---------- Task inputs

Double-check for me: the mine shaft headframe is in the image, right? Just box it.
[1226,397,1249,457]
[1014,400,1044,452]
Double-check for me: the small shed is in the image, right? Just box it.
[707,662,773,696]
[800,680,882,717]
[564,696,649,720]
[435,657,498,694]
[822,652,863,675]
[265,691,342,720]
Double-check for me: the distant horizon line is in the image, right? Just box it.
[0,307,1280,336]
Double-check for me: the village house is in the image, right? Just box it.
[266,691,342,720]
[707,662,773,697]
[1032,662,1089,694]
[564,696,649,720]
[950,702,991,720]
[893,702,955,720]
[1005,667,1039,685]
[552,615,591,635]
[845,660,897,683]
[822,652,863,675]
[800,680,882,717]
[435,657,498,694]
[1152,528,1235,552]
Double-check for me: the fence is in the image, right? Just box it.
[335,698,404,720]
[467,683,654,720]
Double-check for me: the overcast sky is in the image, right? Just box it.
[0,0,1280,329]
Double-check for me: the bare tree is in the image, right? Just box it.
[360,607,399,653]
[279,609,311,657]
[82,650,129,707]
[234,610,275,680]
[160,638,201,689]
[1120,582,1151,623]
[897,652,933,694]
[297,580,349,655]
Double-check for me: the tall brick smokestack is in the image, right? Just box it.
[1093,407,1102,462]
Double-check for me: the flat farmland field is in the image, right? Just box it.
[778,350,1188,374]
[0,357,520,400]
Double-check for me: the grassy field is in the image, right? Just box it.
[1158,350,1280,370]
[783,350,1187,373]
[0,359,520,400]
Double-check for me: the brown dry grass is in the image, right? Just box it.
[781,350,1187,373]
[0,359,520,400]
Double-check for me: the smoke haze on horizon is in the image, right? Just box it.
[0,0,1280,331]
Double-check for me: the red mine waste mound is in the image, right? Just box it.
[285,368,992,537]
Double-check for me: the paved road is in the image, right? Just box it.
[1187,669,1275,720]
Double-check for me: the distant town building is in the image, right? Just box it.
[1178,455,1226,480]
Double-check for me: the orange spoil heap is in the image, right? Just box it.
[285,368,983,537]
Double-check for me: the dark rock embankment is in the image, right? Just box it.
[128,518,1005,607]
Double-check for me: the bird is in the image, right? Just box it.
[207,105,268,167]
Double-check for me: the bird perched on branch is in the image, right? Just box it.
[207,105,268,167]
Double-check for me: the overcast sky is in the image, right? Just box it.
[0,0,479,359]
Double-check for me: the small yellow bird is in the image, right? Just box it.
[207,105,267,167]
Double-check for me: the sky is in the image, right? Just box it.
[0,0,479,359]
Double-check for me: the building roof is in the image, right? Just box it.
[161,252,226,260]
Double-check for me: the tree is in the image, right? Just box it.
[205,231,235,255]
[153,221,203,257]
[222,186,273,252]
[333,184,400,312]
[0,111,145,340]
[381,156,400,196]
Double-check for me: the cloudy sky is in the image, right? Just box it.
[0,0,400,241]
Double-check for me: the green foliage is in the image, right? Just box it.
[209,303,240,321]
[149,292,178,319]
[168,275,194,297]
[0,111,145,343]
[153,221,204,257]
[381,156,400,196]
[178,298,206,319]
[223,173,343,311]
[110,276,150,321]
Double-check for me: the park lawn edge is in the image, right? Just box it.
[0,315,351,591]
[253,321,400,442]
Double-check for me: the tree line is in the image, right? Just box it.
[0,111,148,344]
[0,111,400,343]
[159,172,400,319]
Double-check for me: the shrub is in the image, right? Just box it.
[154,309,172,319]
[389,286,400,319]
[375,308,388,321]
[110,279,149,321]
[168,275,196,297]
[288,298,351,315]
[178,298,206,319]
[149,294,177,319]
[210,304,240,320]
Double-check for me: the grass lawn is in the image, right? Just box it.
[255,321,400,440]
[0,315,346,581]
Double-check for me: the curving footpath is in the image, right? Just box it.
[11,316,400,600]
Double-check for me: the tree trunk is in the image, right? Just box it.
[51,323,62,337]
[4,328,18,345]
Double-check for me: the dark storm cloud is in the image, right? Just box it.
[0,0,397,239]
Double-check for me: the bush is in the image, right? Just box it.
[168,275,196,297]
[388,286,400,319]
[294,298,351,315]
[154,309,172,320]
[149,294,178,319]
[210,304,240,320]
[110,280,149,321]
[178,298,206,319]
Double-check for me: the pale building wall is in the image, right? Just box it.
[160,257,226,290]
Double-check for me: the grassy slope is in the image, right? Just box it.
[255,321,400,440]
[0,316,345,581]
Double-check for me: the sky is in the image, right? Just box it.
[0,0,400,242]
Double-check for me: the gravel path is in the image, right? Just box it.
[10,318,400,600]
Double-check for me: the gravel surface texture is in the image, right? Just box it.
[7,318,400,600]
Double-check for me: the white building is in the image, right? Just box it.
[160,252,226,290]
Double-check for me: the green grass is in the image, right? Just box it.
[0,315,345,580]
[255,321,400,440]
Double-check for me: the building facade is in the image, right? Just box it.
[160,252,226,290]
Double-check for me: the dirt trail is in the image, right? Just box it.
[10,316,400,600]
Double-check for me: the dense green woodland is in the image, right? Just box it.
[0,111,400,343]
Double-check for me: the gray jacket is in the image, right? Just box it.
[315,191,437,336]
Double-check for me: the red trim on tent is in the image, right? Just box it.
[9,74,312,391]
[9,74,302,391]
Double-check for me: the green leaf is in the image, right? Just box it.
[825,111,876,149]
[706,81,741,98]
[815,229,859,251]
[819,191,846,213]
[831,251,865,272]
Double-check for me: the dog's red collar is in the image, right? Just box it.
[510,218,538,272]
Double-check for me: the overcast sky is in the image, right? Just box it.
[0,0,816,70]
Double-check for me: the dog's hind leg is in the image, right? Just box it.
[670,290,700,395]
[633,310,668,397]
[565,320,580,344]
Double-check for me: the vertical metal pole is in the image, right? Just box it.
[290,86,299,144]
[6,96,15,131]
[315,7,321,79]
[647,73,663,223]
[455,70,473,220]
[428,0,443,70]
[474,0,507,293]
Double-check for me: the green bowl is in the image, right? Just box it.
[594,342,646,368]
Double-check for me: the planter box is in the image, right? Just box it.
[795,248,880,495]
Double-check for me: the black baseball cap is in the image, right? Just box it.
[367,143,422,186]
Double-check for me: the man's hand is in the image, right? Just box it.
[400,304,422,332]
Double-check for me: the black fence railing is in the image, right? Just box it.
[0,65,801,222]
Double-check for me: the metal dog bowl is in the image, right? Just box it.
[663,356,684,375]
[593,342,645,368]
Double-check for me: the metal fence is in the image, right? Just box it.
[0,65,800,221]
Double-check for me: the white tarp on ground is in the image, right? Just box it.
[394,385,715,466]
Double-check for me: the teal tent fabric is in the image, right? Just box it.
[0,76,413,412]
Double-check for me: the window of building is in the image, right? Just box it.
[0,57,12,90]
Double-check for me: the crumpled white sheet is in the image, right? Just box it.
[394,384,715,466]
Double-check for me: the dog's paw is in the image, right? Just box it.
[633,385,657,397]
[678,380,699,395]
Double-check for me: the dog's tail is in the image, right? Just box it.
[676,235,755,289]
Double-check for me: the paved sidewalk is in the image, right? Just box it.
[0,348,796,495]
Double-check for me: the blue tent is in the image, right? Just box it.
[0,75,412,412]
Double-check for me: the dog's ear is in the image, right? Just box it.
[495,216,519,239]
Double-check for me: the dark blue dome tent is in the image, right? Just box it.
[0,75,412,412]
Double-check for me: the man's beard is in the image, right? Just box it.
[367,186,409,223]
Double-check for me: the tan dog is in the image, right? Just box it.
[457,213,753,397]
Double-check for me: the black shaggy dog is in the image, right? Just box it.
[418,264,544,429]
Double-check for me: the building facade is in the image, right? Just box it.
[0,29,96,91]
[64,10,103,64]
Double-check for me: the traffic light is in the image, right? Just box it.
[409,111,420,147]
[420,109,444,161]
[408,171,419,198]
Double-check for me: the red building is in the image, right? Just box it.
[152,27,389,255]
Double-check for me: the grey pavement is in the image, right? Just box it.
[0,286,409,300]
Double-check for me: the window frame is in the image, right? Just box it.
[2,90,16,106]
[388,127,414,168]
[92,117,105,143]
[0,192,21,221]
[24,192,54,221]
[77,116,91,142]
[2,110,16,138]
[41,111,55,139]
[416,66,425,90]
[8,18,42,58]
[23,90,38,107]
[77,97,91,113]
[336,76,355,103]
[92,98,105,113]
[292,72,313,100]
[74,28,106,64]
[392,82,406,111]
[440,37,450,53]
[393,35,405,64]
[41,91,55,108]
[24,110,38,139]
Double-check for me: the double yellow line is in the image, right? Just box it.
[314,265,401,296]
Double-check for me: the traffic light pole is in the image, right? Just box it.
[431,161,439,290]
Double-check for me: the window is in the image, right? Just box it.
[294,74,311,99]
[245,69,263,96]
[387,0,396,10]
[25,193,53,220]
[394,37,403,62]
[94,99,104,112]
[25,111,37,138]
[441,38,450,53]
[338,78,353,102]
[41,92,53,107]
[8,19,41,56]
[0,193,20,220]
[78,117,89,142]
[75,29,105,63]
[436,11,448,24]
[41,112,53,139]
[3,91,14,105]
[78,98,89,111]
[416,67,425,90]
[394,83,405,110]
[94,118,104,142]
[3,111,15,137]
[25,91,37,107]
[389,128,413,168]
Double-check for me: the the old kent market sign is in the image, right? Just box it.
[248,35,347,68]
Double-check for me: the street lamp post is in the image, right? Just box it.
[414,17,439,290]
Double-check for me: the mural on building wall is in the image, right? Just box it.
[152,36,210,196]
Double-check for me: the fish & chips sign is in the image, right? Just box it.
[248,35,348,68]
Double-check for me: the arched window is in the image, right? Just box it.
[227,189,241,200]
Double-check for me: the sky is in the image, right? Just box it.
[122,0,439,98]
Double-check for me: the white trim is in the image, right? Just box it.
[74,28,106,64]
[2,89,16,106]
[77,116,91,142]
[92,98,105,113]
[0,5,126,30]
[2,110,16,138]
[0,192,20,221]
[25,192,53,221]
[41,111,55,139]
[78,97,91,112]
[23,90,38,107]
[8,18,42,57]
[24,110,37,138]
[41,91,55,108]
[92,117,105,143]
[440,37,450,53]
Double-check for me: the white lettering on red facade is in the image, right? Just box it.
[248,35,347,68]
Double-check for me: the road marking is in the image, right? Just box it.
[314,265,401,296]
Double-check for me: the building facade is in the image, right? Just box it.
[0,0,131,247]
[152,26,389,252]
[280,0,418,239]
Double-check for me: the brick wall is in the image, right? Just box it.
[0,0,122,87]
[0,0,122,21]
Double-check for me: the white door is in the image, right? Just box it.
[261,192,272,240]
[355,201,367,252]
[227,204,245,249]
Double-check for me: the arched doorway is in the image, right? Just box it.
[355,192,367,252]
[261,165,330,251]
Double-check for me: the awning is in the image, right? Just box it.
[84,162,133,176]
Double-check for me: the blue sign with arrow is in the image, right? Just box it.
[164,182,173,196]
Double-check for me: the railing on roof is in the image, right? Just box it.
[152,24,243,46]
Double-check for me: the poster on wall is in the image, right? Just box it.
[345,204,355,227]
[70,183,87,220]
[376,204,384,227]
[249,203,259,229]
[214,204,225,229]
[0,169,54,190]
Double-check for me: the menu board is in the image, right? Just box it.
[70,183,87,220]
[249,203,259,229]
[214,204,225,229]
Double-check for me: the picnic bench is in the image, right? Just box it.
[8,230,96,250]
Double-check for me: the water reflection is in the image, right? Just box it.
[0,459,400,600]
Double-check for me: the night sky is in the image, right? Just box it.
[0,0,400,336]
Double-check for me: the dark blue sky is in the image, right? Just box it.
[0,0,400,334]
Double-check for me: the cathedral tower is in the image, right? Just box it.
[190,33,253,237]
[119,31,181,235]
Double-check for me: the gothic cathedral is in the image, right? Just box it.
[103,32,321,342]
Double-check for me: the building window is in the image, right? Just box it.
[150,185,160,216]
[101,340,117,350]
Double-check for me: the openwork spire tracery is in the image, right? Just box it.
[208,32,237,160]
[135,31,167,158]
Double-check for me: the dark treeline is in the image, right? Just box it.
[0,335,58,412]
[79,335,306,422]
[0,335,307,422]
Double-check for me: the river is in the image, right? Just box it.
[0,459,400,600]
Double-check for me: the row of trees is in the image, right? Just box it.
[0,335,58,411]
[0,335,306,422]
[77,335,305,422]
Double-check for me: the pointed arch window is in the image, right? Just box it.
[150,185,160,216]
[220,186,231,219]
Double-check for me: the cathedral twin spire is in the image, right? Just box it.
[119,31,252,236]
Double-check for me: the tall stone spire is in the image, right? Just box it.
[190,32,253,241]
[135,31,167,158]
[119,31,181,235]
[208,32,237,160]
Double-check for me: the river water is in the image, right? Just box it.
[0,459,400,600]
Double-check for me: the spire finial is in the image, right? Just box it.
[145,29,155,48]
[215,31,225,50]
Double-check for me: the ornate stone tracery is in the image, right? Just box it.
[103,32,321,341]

--------------------

Put the lines of the data above into a numbered list, taking only the stretch from the line containing "Double-check for me: the white building" through the line containing "[400,304,422,332]", and leave out any blank lines.

### [Solution]
1. Double-check for me: the white building is in the image, right? Just box it.
2. [160,252,226,290]
3. Double-check for me: the green grass is in the image, right? Just box it.
4. [0,315,345,580]
5. [255,321,400,440]
6. Double-check for me: the building facade is in the image, right? Just box it.
7. [160,252,226,290]
8. Double-check for me: the dirt trail is in the image, right? Just box it.
9. [10,316,400,600]
10. Double-check for me: the dense green woodland is in the image, right? Just box it.
11. [0,111,400,343]
12. Double-check for me: the gray jacket is in the image, right? Just box it.
13. [315,191,437,336]
14. Double-check for me: the red trim on tent is in the image, right? Just box it.
15. [9,74,312,391]
16. [9,74,302,391]
17. Double-check for me: the green leaf is in the image, right? Just box it.
18. [825,111,876,149]
19. [706,81,741,98]
20. [815,229,859,251]
21. [819,191,846,213]
22. [831,251,865,272]
23. Double-check for me: the dog's red collar is in the image, right? Just box it.
24. [510,218,538,272]
25. Double-check for me: the overcast sky is in the image, right? Just box it.
26. [0,0,816,70]
27. Double-check for me: the dog's hind leg is in the image, right? Just box it.
28. [670,290,700,395]
29. [633,310,668,397]
30. [565,320,580,344]
31. Double-check for me: the vertical metal pole is in the image, right? Just box it.
32. [290,86,299,144]
33. [6,96,15,131]
34. [315,7,321,79]
35. [647,73,663,223]
36. [455,70,473,220]
37. [428,0,443,70]
38. [474,0,507,293]
39. Double-check for me: the green bowl is in the image, right? Just box it.
40. [594,342,646,368]
41. Double-check for me: the planter box is in the image, right? Just box it.
42. [795,248,880,495]
43. Double-check for me: the black baseball cap is in the image, right? Just box it.
44. [367,143,422,186]
45. Double-check for me: the man's hand is in the image, right? Just box it.
46. [400,304,422,332]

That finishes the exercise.